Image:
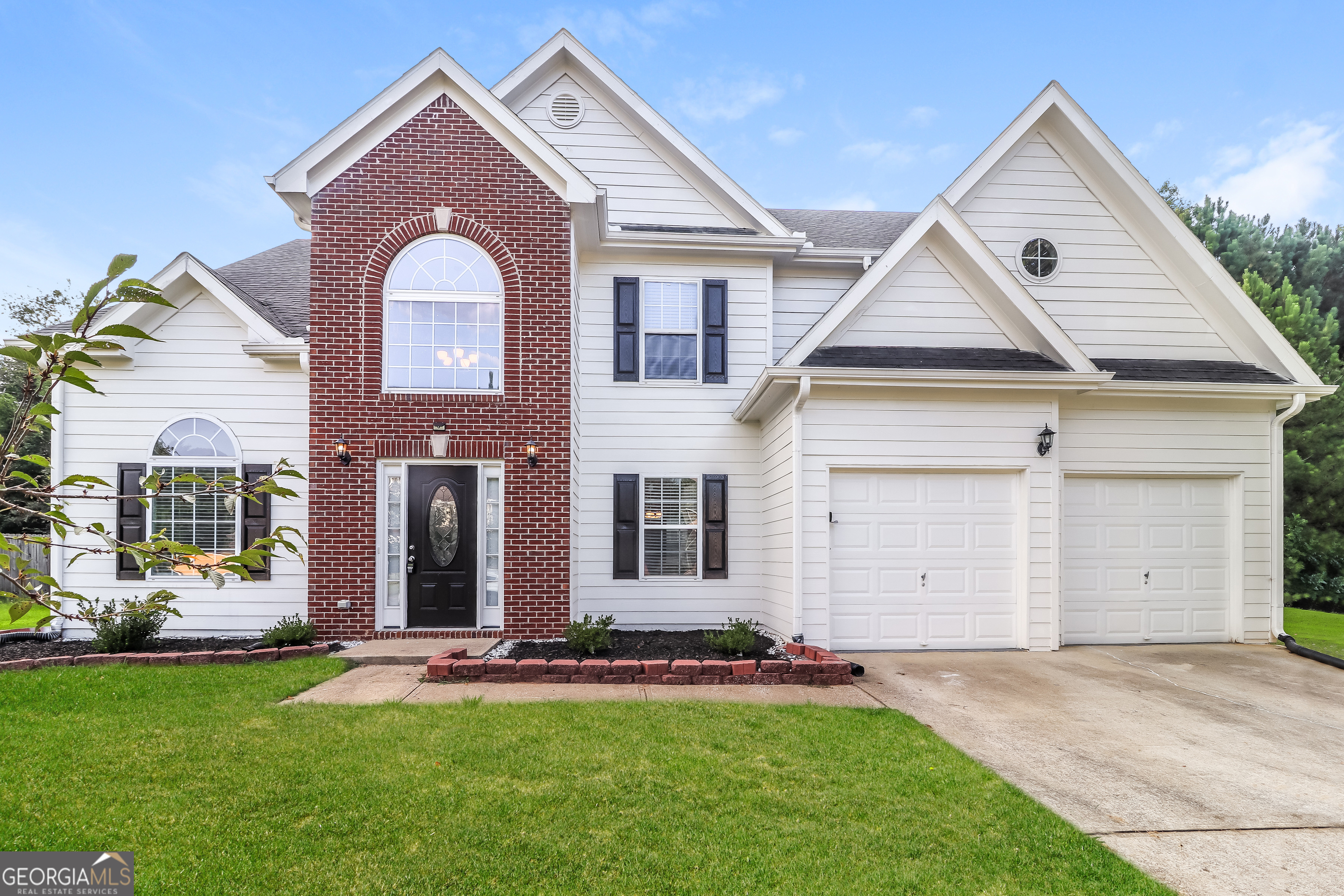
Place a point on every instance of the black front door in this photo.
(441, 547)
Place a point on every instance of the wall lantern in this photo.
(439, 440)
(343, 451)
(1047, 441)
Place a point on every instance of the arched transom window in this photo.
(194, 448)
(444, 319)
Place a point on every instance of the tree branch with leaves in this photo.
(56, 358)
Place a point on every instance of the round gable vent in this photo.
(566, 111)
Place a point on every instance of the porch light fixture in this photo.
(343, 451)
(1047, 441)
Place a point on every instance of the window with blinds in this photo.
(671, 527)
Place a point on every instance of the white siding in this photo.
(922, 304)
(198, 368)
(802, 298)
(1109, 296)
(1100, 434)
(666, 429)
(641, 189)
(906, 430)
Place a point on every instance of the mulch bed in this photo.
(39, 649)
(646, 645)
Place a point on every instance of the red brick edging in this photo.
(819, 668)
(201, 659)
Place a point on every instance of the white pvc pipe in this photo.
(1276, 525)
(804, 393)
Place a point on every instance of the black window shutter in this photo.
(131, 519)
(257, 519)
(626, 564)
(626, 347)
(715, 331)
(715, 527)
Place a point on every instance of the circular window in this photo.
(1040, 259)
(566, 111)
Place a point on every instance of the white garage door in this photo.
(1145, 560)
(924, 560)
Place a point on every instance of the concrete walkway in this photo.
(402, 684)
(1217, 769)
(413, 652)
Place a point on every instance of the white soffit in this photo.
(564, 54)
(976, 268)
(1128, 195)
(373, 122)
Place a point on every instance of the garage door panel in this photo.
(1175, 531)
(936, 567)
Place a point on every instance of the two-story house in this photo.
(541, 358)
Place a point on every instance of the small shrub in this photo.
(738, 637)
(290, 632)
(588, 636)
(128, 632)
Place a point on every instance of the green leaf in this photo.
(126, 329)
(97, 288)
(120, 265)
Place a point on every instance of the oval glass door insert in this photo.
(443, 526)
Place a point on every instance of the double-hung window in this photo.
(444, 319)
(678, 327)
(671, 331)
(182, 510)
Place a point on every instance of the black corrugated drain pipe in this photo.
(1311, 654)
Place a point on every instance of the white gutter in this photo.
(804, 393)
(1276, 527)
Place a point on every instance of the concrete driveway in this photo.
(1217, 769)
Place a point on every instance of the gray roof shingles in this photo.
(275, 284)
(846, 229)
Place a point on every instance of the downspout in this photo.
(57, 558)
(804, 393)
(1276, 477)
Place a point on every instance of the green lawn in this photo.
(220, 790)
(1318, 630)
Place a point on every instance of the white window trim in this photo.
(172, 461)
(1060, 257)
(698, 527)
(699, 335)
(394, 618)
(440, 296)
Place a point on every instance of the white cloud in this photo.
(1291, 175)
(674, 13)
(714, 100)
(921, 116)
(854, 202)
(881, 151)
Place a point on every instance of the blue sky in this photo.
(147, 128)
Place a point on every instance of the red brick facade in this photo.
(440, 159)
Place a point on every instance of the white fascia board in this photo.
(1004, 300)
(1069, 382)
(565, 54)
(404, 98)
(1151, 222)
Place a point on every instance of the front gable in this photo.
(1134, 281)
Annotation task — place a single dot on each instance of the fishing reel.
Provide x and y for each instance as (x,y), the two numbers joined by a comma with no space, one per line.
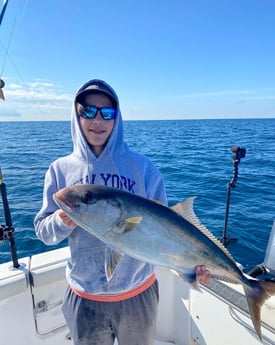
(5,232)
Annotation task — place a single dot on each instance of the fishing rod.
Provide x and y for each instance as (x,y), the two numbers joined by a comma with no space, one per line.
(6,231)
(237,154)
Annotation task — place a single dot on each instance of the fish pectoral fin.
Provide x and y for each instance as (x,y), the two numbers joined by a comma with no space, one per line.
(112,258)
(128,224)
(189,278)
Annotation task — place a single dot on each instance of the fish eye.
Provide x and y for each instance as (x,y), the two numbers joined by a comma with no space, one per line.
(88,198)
────
- _Directions_: Every line of the listing is to be repeated exactly, and the pictures are to be dropped.

- _Response to this task_:
Image:
Place a point on every instance of the black front door in this photo.
(441, 547)
Place a point on every instance of the wall lantern in this photo.
(439, 440)
(343, 451)
(1047, 441)
Place a point on every instance of the arched transom window in this photo.
(194, 448)
(444, 319)
Place a point on every instance of the tree branch with leaves in this photo.
(56, 358)
Place a point on every instance of the round gable vent in this photo.
(566, 111)
Place a point on every instance of the porch light fixture in this photo.
(343, 451)
(1047, 441)
Place a point on every instance of the window with blinds in this photo.
(671, 527)
Place a point on every instance of the white siding in this photo.
(922, 304)
(198, 368)
(802, 298)
(1109, 296)
(1100, 434)
(666, 429)
(641, 189)
(906, 430)
Place a point on every instance of the mulch bed in this photo.
(39, 649)
(646, 645)
Place a point on every instance of the red brick edging in this photo.
(819, 668)
(201, 659)
Place a point on every instance of the white pvc pipe in this photo.
(1276, 525)
(804, 393)
Place a point on every instance of the black window shutter in this photo.
(131, 519)
(257, 519)
(626, 564)
(626, 347)
(715, 331)
(715, 527)
Place a point on every instance of the circular window in this photo.
(1040, 259)
(566, 111)
Place a point on every instance of the white garage door in this photo.
(1145, 560)
(924, 560)
Place a point on every instance of the concrete walkway in this photo.
(402, 684)
(1217, 769)
(413, 652)
Place a point on every instance of the white soffit in this photo.
(564, 54)
(976, 268)
(1128, 195)
(373, 122)
Place a point on every instance of the garage door panel in this photo.
(1175, 531)
(936, 567)
Place a point on every instance of the two-story house in this photo.
(541, 358)
Place a point on every instance of the small shrub in this photo.
(738, 637)
(290, 632)
(588, 636)
(128, 632)
Place a point on every instance of the green leaf in this photo.
(126, 329)
(97, 288)
(120, 265)
Place a point on every instance of the oval glass door insert in this photo.
(443, 526)
Place a point on every instance of the double-hung window in this photo.
(444, 319)
(678, 327)
(671, 331)
(182, 510)
Place a point on every instance of the black corrugated drain pipe in this photo.
(1311, 654)
Place a point on every instance of the white gutter in this photo.
(804, 393)
(1276, 527)
Place a point on every instance of the concrete driveway in this photo.
(1217, 769)
Place a point on every instance of the gray roof shingles in this photo.
(275, 284)
(846, 229)
Place a point on every instance of the downspout in this photo.
(57, 558)
(804, 393)
(1276, 477)
Place a point on every instance of the green lawn in this photo.
(220, 790)
(1318, 630)
Place a point on every instance of the white window trim in this photo.
(172, 461)
(1060, 257)
(698, 527)
(699, 335)
(394, 618)
(440, 296)
Place a point on every instance of the white cloud in this photo.
(1291, 175)
(674, 13)
(714, 100)
(921, 116)
(854, 202)
(881, 151)
Place a point on every instance of the blue sky in this photo.
(147, 128)
Place a point on every instance of the red brick facade in this photo.
(440, 159)
Place a point on every instance of the white fascia board in this photo.
(1004, 300)
(1069, 382)
(565, 54)
(404, 98)
(1151, 222)
Place a point on every instance of the front gable in this photo.
(1134, 281)
Annotation task — place a single dot on each instance of the fishing reel.
Provide x and y for each instance as (x,y), the two numbers joined by a comma with no space, one per line.
(5,232)
Annotation task — place a single dot on each instance of the fishing rod.
Provide x and y for each instance as (x,y), the two numbers joined by a comma with no space, one per line.
(6,231)
(237,154)
Annotation task — place a single dot on each instance of the fish pectoral fin.
Provide x and y for each instance as (x,y), the two numbers joined by a comma with no space, one per line.
(112,258)
(128,224)
(189,278)
Annotation task — place a single dot on each instance of the fish eye.
Provide x and y for each instance as (x,y), the two numbers joined by a comma with no space, one per line.
(88,198)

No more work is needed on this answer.